TASK DESCRIPTION:
Output the lines below as a JSON list of strings, one string per line, leaving out any blank lines.
** start of RECORDS PROVIDED **
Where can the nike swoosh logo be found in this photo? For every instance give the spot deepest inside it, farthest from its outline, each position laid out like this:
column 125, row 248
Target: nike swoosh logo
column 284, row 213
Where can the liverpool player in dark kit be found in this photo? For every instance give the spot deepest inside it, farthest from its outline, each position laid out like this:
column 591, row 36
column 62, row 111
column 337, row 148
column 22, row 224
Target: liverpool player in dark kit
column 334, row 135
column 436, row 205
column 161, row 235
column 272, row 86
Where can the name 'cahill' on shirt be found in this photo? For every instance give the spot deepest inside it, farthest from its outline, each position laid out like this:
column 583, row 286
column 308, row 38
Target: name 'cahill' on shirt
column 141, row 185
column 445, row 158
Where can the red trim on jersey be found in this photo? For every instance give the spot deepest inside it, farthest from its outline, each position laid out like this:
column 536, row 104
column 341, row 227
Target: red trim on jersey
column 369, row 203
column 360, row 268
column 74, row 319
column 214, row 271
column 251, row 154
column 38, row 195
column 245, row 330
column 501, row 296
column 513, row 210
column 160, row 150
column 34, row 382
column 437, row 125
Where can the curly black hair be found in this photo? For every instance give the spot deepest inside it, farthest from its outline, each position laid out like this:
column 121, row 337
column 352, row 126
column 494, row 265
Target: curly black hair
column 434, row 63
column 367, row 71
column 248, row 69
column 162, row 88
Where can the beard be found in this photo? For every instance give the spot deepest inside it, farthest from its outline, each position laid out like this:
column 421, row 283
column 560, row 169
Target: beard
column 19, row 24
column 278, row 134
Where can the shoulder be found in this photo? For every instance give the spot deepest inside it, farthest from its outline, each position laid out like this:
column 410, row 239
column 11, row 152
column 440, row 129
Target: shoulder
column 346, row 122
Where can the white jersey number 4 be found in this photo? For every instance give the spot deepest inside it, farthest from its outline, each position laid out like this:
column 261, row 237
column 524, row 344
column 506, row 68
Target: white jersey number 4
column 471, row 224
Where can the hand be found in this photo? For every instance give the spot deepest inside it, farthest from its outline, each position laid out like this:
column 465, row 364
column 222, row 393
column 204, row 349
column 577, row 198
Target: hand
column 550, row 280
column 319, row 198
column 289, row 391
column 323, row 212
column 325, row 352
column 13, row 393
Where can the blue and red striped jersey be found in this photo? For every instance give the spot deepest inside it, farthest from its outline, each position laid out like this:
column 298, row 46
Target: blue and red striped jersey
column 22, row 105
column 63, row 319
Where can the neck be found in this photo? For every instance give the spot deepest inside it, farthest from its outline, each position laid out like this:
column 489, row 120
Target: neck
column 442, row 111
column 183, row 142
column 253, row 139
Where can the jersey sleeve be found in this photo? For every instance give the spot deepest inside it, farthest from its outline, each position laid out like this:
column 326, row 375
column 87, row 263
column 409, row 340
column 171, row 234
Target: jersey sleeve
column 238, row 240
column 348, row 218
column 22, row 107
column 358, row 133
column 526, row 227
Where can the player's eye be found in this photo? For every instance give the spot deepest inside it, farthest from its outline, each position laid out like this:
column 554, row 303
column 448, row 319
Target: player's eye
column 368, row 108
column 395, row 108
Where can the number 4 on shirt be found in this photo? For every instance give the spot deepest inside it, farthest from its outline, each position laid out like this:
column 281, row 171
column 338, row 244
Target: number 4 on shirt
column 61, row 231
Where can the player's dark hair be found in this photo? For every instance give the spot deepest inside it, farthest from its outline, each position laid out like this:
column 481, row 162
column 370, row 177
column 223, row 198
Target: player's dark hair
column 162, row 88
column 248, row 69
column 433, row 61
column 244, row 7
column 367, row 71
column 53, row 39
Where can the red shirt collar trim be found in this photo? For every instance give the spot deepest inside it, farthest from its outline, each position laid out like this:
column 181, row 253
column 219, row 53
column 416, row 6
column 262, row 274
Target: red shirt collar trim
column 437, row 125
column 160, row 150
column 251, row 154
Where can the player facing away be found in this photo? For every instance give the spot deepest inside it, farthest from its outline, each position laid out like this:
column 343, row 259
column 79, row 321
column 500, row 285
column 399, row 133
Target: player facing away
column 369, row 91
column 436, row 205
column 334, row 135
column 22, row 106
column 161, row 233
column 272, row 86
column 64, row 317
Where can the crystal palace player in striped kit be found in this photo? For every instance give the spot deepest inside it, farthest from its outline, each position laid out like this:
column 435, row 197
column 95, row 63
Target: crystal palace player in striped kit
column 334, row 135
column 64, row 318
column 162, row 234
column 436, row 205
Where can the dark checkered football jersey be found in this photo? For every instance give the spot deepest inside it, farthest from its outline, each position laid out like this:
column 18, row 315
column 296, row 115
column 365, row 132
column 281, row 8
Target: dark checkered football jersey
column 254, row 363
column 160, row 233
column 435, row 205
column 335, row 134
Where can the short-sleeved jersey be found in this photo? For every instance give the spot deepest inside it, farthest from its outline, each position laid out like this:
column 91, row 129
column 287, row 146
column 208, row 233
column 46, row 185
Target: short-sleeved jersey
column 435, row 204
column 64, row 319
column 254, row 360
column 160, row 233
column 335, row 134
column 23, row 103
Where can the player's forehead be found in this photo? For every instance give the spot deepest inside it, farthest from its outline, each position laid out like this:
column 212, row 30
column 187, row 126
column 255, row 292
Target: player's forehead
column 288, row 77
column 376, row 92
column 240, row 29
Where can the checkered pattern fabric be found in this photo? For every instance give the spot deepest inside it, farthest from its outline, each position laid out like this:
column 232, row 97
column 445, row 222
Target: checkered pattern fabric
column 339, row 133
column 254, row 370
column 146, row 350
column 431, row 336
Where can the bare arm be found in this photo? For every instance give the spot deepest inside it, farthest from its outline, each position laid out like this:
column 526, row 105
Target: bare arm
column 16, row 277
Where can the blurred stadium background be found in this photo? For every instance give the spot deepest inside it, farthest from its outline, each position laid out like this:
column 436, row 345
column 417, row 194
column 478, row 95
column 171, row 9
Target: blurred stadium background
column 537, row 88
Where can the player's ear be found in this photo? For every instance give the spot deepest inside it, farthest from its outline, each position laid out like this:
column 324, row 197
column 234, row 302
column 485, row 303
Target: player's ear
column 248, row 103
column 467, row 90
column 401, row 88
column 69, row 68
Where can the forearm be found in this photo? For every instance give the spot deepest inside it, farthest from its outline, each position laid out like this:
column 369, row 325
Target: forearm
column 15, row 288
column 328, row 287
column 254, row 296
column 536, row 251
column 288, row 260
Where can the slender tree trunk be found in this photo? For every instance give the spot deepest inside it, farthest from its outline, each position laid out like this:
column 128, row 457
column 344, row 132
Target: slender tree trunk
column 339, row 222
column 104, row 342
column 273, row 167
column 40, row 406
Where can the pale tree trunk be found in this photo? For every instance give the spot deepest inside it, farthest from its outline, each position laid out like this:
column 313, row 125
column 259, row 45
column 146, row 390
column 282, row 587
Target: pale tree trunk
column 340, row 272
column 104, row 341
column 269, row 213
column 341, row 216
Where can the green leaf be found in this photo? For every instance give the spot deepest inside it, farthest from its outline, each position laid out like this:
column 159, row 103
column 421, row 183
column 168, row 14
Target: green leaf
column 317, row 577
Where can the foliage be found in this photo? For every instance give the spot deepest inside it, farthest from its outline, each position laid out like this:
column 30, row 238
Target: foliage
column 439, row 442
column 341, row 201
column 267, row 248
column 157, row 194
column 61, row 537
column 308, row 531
** end of RECORDS PROVIDED **
TASK RESULT:
[
  "Where can the nike swoosh logo be found in this photo? For every instance give the spot deepest inside it, farthest from its outline, each position laid out like this:",
  "column 125, row 248",
  "Target: nike swoosh logo",
  "column 284, row 213",
  "Where can the liverpool player in dark kit be found in this photo? For every instance give the spot deepest inside it, farthest from its outline, each position laid out like this:",
  "column 591, row 36",
  "column 62, row 111",
  "column 337, row 148",
  "column 22, row 224",
  "Target: liverpool player in dark kit",
  "column 334, row 135",
  "column 436, row 205",
  "column 161, row 235",
  "column 272, row 86",
  "Where can the name 'cahill' on shirt be found in this photo? For every instance give the spot deepest inside it, farthest from its outline, each position laid out like this:",
  "column 583, row 286",
  "column 308, row 38",
  "Target: name 'cahill' on shirt",
  "column 141, row 185",
  "column 445, row 158",
  "Where can the red trim on jersey be found in this photo? For every instance give the spot deepest inside it, farthest from its outline, each position laid out like this:",
  "column 536, row 104",
  "column 341, row 227",
  "Target: red trim on jersey",
  "column 369, row 203",
  "column 360, row 268",
  "column 74, row 319",
  "column 214, row 271",
  "column 251, row 154",
  "column 38, row 195",
  "column 245, row 330",
  "column 501, row 296",
  "column 513, row 210",
  "column 160, row 150",
  "column 34, row 382",
  "column 437, row 125",
  "Where can the curly black hair be found in this photo? For every instance give the spot deepest inside it, farthest from its outline, each position laid out like this:",
  "column 121, row 337",
  "column 352, row 126",
  "column 494, row 265",
  "Target: curly black hair",
  "column 434, row 63",
  "column 367, row 71",
  "column 248, row 69",
  "column 162, row 88",
  "Where can the beard be found in this photo? For every instance give the spot deepest inside it, farthest from its outline, each position laid out like this:",
  "column 421, row 283",
  "column 560, row 169",
  "Target: beard",
  "column 19, row 24",
  "column 278, row 134",
  "Where can the shoulder be found in this photo? For every instance give the spot deepest inside it, farthest from its outline, each position laid out like this:",
  "column 410, row 239",
  "column 11, row 152",
  "column 440, row 129",
  "Target: shoulder",
  "column 346, row 122",
  "Where can the white jersey number 4 be found in this photo? For every instance give the spot deepest inside it, farthest from its outline, each position laid out like this:",
  "column 261, row 237",
  "column 524, row 344",
  "column 506, row 68",
  "Target: white jersey number 4",
  "column 471, row 224",
  "Where can the hand be found in this photo? For every instance give the spot deepest inside it, farthest from its outline, each position laid out like this:",
  "column 465, row 364",
  "column 222, row 393",
  "column 204, row 349",
  "column 577, row 198",
  "Target: hand",
  "column 550, row 280",
  "column 319, row 198",
  "column 289, row 391",
  "column 323, row 212",
  "column 325, row 352",
  "column 13, row 393",
  "Where can the blue and red striped jersey be found in this photo? For every instance give the spot deepest inside it, farthest from its outline, each position laid out like this:",
  "column 298, row 46",
  "Target: blue and red striped jersey",
  "column 22, row 105",
  "column 63, row 319",
  "Where can the neck be found in this photo? For every instance give the spot deepest inside it, farthest from its outline, each position laid out like this:",
  "column 489, row 120",
  "Target: neck",
  "column 442, row 111",
  "column 183, row 142",
  "column 253, row 139",
  "Where can the jersey sleeve be found in this photo? For every instance give the spot deepest inside it, farthest from its outline, each position laid out like this:",
  "column 326, row 375",
  "column 87, row 263",
  "column 409, row 340",
  "column 171, row 234",
  "Target: jersey sleeve",
  "column 238, row 240",
  "column 348, row 218",
  "column 22, row 107",
  "column 358, row 133",
  "column 526, row 227",
  "Where can the player's eye be found in this photo? For every instance give the spot deepest inside it, farthest from its outline, each position laid out like this:",
  "column 554, row 303",
  "column 448, row 319",
  "Target: player's eye",
  "column 368, row 108",
  "column 395, row 108",
  "Where can the number 4 on shirt be found in this photo? For every instance give the spot deepest inside it, farthest from its outline, each position laid out like this:",
  "column 281, row 171",
  "column 338, row 244",
  "Target: number 4 on shirt",
  "column 61, row 231",
  "Where can the player's dark hair be found in this photo? For every instance give the spot deepest inside it, farthest from its outline, each position laid out like this:",
  "column 481, row 162",
  "column 370, row 177",
  "column 223, row 198",
  "Target: player's dark hair",
  "column 162, row 88",
  "column 248, row 69",
  "column 433, row 61",
  "column 244, row 7",
  "column 367, row 71",
  "column 53, row 39",
  "Where can the red shirt collar trim be found in this photo? For every instance give the spot deepest inside it, farthest from its outline, each position laid out like this:",
  "column 181, row 253",
  "column 219, row 53",
  "column 416, row 6",
  "column 262, row 274",
  "Target: red shirt collar trim",
  "column 437, row 125",
  "column 160, row 150",
  "column 251, row 154",
  "Where can the player facing away be found in this photo? For every instance give the spot deepest inside it, farthest from its outline, each position laid out like this:",
  "column 343, row 259",
  "column 79, row 321",
  "column 500, row 285",
  "column 399, row 133",
  "Target: player facing away",
  "column 369, row 91",
  "column 436, row 205",
  "column 334, row 135",
  "column 22, row 106",
  "column 161, row 233",
  "column 272, row 86",
  "column 64, row 317",
  "Where can the crystal palace player in striped kit be found in this photo? For every instance give the spot deepest inside it, farthest from its outline, each position laid out like this:",
  "column 435, row 197",
  "column 95, row 63",
  "Target: crystal palace player in striped kit",
  "column 334, row 135",
  "column 64, row 318",
  "column 162, row 234",
  "column 436, row 205",
  "Where can the dark checkered football jersey be found in this photo? For every instance give the spot deepest inside it, farthest from its outline, each position laid out like this:",
  "column 18, row 315",
  "column 296, row 115",
  "column 365, row 132",
  "column 281, row 8",
  "Target: dark checkered football jersey",
  "column 254, row 363",
  "column 160, row 233",
  "column 435, row 205",
  "column 335, row 134",
  "Where can the short-sleeved jersey be found in this photo? For every instance give the spot deepest inside it, farthest from its outline, each position laid out like this:",
  "column 91, row 129",
  "column 287, row 146",
  "column 208, row 233",
  "column 46, row 185",
  "Target: short-sleeved jersey",
  "column 435, row 204",
  "column 64, row 319",
  "column 254, row 360",
  "column 160, row 233",
  "column 335, row 134",
  "column 23, row 103",
  "Where can the player's forehead be found in this photo? For every instance give the spot deepest inside it, farthest from its outline, each position laid out like this:",
  "column 212, row 30",
  "column 187, row 126",
  "column 255, row 292",
  "Target: player's forehead",
  "column 288, row 77",
  "column 376, row 92",
  "column 240, row 29",
  "Where can the checkered pattern fabric be found in this photo? For every instance give the spot deepest inside it, farthest from its outline, each position laid out like this:",
  "column 232, row 97",
  "column 445, row 222",
  "Target: checkered pattern fabric",
  "column 339, row 133",
  "column 254, row 370",
  "column 146, row 350",
  "column 431, row 336",
  "Where can the bare arm be found in this photo? For every instance give the spot deepest inside it, farthest from its outline, each position laid out like this:",
  "column 526, row 105",
  "Target: bare arm",
  "column 16, row 277",
  "Where can the blurred stadium background be found in this photo? For every instance give the spot deepest inside it, farthest from its outline, each position laid out like this:",
  "column 436, row 345",
  "column 417, row 194",
  "column 478, row 95",
  "column 171, row 9",
  "Target: blurred stadium background",
  "column 537, row 88",
  "Where can the player's ear be found in this photo? For every instance give the spot deepest inside it, farthest from its outline, each position laid out like this:",
  "column 324, row 197",
  "column 234, row 302",
  "column 485, row 303",
  "Target: player's ear",
  "column 248, row 103",
  "column 467, row 90",
  "column 401, row 88",
  "column 69, row 68",
  "Where can the forearm be found in this photo? For every instance give the spot deepest inside it, farthest from its outline, each position laid out like this:",
  "column 369, row 325",
  "Target: forearm",
  "column 15, row 288",
  "column 328, row 287",
  "column 254, row 296",
  "column 536, row 251",
  "column 288, row 260",
  "Where can the slender tree trunk be found in this photo? For every instance give the spot deepest inside it, farthest from its outline, each position laid out like this:",
  "column 128, row 457",
  "column 344, row 132",
  "Target: slender tree trunk",
  "column 339, row 222",
  "column 104, row 342",
  "column 273, row 167",
  "column 40, row 406",
  "Where can the pale tree trunk be found in this photo? For every instance give the spot deepest inside it, farthest from its outline, each position laid out like this:",
  "column 313, row 125",
  "column 259, row 45",
  "column 146, row 390",
  "column 282, row 587",
  "Target: pale tree trunk",
  "column 340, row 272",
  "column 104, row 341",
  "column 269, row 213",
  "column 341, row 216",
  "Where can the green leaf be found in this photo? For every instance give the spot deepest inside it, farthest from its outline, each position laid out like this:",
  "column 159, row 103",
  "column 421, row 183",
  "column 168, row 14",
  "Target: green leaf",
  "column 317, row 577",
  "Where can the foliage be found in this photo? For every instance give the spot deepest inside it, farthest from its outline, each position laid out like this:",
  "column 30, row 238",
  "Target: foliage",
  "column 439, row 442",
  "column 341, row 201",
  "column 267, row 248",
  "column 157, row 194",
  "column 61, row 537",
  "column 308, row 531"
]